**Work instruction:** The stretch from the line with "Query: tree trunk" through the line with "Query: girl's dark hair" in the records below: write it out exactly, and nothing else.

Extracted entries below:

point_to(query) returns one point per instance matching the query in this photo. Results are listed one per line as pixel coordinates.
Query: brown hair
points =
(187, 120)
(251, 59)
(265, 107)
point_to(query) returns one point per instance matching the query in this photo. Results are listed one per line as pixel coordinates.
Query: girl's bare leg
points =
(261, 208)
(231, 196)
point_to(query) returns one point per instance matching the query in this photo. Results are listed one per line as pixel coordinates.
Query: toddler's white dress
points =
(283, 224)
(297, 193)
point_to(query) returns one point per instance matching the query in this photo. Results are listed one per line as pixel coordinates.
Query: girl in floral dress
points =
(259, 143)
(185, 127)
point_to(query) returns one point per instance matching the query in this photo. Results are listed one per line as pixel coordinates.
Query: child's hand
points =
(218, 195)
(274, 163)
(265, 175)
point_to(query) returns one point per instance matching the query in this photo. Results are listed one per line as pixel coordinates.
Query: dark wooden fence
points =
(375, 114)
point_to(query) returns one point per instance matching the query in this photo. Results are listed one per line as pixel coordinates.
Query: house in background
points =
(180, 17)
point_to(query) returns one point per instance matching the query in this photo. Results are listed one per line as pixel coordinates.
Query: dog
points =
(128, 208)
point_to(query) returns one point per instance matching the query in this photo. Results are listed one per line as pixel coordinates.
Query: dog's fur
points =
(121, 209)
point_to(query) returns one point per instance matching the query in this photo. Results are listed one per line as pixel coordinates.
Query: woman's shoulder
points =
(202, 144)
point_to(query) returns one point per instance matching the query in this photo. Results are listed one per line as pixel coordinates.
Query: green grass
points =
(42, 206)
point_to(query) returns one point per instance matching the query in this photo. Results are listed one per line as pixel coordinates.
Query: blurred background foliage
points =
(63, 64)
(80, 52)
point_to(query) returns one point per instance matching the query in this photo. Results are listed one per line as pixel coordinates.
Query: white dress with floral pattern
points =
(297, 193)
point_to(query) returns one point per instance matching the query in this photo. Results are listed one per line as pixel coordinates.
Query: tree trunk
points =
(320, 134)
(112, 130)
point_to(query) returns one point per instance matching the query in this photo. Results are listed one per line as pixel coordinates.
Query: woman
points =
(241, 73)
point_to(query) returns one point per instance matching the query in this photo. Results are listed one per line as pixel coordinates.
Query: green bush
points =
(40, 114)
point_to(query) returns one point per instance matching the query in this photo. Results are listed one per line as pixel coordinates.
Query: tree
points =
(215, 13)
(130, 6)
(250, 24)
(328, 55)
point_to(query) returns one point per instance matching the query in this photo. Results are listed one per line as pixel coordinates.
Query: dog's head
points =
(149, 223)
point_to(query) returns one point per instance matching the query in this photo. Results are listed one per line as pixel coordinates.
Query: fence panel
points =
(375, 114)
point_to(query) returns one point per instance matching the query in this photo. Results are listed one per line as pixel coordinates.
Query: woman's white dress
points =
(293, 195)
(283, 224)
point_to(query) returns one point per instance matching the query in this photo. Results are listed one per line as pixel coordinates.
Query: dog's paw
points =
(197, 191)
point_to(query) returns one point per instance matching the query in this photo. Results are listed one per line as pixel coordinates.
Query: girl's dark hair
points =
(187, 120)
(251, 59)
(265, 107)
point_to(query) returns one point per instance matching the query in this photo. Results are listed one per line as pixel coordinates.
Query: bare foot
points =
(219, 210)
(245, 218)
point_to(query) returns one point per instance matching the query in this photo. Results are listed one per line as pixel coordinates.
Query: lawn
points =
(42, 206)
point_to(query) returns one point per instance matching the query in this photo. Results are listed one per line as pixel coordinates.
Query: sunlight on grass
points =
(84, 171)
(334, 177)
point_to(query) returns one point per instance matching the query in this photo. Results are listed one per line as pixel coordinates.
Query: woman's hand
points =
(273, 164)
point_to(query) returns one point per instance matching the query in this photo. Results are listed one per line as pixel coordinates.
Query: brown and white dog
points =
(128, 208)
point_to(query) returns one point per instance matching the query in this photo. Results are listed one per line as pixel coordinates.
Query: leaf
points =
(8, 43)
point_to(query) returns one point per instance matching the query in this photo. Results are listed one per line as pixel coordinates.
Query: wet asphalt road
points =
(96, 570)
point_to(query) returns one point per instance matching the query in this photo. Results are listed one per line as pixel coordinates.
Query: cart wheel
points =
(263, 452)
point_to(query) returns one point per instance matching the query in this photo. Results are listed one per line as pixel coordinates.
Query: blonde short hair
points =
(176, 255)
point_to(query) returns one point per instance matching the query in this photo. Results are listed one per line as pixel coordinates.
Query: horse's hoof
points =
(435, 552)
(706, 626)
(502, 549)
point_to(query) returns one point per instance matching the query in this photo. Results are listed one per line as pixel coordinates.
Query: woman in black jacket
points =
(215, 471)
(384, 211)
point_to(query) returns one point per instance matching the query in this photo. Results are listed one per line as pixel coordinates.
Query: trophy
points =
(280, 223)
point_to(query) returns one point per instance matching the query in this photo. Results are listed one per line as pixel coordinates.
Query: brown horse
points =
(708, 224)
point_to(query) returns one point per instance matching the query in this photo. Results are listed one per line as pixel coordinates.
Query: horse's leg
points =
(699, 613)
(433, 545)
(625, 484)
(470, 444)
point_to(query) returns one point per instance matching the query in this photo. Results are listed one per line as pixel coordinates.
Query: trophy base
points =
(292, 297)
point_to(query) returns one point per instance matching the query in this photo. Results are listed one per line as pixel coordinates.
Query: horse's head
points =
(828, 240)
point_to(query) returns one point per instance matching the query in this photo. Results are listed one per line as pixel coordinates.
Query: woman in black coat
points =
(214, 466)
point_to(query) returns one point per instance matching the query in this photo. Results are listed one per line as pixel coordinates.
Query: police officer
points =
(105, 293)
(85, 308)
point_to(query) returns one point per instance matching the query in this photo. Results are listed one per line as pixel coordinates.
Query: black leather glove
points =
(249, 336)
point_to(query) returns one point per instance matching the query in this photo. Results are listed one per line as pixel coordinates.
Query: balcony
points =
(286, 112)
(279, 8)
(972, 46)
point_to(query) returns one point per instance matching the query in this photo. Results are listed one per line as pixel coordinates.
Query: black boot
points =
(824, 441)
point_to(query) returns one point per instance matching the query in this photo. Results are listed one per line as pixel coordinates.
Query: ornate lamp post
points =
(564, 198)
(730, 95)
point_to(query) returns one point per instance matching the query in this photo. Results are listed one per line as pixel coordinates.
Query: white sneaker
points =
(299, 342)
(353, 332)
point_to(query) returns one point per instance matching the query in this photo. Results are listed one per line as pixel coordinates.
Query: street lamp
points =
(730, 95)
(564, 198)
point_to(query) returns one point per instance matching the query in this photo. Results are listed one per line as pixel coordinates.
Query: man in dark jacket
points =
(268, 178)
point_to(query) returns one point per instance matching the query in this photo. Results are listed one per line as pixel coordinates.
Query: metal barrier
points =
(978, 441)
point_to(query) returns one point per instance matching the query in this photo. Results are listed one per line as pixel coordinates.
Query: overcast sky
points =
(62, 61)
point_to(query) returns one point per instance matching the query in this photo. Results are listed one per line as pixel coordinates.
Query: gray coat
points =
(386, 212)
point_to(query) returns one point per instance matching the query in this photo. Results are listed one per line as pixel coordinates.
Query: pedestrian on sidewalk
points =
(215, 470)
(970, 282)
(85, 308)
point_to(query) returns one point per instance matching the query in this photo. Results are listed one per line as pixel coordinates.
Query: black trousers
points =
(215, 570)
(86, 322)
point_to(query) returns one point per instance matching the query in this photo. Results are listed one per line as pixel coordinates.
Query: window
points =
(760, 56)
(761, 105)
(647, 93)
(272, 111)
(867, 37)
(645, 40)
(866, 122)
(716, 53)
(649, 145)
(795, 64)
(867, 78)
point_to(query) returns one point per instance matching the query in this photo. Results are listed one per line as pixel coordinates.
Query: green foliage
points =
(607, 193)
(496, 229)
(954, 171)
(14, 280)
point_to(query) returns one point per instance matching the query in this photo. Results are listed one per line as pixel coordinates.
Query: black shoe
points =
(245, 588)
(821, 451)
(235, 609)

End of Extracted entries.

**Solution below:**
Query: tree trunk
points =
(320, 134)
(112, 130)
point_to(query) returns one point per instance matching the query in this photo. Results are listed one per line as pixel coordinates.
Query: woman
points =
(241, 73)
point_to(query) returns one point per instance matching the query in this photo. Results are listed one per line as pixel coordinates.
Query: green bush
points =
(40, 114)
point_to(query) returns one point per instance matching the query in this photo. Results are listed one per line as pixel coordinates.
Query: tree
points =
(215, 13)
(130, 6)
(250, 24)
(328, 55)
point_to(query) returns one point per instance matching the query in this photo. Results are listed one per line as pixel coordinates.
Query: dog's head
points =
(149, 223)
point_to(query) returns one point per instance matching the query in this photo. Results are listed one per line as pixel coordinates.
Query: fence panel
points =
(375, 114)
point_to(query) returns one point per instance matching the query in this photo. Results are listed one per line as pixel coordinates.
Query: woman's white dress
points =
(293, 195)
(283, 224)
point_to(query) returns one point per instance matching the query in this photo. Results are listed one per line as pixel coordinates.
Query: dog's paw
points =
(197, 191)
point_to(query) returns one point per instance matching the query in this photo. Results are listed one per line as pixel coordinates.
Query: girl's dark hair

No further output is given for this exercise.